**Texto fornecido:**
>>>>>

Empreendimento em família pode se tornar negócio de sucesso
Separar gestão de propriedade talvez seja um dos aspectos mais difíceis quando o assunto é empreendimento familiar. Mas, se a família trabalha unida, estipula as mesmas metas e procura deixar os laços de lado, focando o esforço em fazer o negócio andar, o sucesso é consequência garantida.
Para Rosângela Barcellos, consultora do Sebrae/MS (Serviço Brasileiro de Apoio às Micro e Pequenas Empresas de Mato Grosso do Sul), uma empresa familiar pode ser considerada de sucesso a partir do momento em que o proprietário sabe lidar com as diferenças dos laços familiares, principalmente tendo racionalidade de chegar à conclusão de quando alguém da família não tem mais competência para estar à frente do negócio.
Grande parte das empresas familiares que abrem fecham, pois não conseguem contar com uma estrutura embasada. “Vejo muitos casos de famílias que misturam tudo: vão para casa e discutem empresa, vão para a empresa e discutem família. Muitas vezes, esses laços geram conflitos, acarretando num péssimo atendimento ao cliente, e resultando na falência do empreendimento”, frisa a consultora.

<<<<<

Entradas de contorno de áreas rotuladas
>>>>>

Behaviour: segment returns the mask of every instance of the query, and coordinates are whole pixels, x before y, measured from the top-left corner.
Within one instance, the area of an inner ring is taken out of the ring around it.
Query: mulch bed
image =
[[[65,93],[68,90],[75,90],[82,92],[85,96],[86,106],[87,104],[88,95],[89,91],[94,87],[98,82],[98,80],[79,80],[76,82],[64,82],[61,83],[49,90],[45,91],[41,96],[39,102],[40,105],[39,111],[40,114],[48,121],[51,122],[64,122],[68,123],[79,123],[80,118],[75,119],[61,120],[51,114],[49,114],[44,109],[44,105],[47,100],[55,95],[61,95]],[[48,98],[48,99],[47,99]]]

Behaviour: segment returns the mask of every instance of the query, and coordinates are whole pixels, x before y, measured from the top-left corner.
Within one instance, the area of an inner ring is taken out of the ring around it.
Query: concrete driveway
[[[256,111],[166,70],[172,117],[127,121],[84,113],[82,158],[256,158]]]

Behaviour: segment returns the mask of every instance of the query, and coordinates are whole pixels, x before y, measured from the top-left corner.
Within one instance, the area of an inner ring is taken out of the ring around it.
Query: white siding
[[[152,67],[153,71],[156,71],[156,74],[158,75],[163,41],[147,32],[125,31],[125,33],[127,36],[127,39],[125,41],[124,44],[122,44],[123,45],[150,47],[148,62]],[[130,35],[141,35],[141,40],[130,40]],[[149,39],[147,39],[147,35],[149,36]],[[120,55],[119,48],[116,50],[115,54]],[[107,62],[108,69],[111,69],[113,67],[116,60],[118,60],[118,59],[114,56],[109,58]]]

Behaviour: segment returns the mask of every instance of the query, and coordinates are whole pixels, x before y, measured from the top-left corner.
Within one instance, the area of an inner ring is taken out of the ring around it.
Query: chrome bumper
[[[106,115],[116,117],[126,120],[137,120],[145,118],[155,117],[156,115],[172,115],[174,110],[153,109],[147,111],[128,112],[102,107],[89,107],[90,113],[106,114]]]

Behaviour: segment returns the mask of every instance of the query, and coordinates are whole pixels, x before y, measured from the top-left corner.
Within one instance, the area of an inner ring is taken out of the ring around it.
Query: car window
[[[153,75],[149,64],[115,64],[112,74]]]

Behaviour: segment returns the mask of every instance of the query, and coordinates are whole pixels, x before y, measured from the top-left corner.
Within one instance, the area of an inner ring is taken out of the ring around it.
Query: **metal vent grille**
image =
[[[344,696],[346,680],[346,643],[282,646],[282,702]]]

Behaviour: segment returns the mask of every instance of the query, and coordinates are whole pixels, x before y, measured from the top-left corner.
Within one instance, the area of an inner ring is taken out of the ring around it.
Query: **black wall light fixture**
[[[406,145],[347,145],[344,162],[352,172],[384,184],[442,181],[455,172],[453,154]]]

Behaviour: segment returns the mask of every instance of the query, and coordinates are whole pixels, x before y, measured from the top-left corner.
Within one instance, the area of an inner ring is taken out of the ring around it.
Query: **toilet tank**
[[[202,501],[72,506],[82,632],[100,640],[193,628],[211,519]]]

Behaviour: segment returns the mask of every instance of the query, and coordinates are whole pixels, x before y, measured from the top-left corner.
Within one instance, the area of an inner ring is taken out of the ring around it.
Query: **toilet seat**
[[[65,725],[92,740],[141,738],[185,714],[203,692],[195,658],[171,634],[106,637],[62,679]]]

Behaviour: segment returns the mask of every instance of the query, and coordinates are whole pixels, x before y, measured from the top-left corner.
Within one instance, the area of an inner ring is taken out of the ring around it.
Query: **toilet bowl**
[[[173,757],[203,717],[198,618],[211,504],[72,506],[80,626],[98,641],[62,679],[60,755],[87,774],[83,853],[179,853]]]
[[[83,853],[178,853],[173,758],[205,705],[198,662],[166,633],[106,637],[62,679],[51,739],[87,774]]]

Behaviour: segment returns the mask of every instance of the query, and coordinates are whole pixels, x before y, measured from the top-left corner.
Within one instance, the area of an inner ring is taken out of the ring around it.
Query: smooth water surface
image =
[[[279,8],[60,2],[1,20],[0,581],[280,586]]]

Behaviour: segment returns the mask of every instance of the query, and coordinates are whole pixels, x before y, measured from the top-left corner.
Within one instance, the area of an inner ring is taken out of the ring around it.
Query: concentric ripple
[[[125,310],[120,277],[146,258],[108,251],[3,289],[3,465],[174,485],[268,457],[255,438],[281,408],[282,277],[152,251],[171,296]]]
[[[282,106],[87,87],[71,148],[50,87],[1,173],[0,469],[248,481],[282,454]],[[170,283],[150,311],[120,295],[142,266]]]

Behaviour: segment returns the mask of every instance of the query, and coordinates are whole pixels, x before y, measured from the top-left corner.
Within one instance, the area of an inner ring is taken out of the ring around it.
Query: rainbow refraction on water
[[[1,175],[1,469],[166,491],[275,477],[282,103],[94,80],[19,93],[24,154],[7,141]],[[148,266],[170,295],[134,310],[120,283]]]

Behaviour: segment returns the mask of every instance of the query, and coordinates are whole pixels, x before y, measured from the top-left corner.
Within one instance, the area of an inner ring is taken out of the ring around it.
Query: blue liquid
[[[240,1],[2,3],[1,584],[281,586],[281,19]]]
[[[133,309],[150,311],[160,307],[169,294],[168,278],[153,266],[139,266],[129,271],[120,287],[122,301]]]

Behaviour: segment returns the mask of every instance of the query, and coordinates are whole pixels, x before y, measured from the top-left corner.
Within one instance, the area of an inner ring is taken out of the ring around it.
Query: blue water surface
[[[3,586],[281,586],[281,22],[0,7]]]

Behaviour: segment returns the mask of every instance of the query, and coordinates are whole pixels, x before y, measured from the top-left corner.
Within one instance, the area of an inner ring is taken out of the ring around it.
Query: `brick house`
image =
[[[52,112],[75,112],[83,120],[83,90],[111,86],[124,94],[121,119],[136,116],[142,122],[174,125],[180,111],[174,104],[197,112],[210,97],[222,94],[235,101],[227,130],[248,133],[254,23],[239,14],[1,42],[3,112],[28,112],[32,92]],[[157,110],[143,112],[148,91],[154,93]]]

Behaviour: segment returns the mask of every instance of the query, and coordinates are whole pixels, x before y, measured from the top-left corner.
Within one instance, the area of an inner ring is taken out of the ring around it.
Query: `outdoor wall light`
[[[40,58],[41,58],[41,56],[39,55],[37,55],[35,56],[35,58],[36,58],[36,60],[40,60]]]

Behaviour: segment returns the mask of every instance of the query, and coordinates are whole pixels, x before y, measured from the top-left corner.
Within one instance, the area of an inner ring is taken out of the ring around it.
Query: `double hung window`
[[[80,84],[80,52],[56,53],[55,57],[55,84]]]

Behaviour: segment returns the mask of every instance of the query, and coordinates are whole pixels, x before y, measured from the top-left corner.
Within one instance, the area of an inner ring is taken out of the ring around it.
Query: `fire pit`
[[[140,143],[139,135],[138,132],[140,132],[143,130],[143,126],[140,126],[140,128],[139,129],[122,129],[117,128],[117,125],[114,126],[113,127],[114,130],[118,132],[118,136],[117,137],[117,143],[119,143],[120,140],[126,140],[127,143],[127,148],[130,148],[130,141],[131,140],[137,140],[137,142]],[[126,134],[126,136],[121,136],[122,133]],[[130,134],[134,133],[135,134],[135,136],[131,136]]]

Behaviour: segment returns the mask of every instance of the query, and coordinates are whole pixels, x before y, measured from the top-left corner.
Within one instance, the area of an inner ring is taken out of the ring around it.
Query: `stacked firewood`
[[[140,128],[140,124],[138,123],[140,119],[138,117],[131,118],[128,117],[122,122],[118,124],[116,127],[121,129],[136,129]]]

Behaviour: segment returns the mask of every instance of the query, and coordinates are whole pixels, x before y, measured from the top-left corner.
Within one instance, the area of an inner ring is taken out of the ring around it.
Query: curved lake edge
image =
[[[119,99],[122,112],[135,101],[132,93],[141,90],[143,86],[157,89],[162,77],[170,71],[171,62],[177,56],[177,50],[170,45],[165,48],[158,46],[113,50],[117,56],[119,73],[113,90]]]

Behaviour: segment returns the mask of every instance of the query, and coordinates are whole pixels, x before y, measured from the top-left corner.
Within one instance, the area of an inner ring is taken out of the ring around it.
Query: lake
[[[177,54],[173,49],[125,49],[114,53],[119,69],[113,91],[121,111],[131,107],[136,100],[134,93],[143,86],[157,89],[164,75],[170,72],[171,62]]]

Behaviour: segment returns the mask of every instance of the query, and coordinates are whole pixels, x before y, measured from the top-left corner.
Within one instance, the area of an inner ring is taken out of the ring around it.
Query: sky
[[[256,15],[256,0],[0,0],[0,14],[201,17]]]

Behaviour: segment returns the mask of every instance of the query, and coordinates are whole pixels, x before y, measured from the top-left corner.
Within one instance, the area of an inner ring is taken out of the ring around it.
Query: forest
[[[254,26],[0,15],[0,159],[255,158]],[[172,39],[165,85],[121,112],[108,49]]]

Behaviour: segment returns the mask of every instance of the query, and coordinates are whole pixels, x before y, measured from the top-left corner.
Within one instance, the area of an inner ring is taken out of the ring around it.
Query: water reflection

<<<<<

**Questão:**
De acordo com o texto sobre empresas familiares, por que grande parte das empresas familiares que abrem acaba fechando?

**Resposta:**
Porque não conseguem contar com uma estrutura embasada.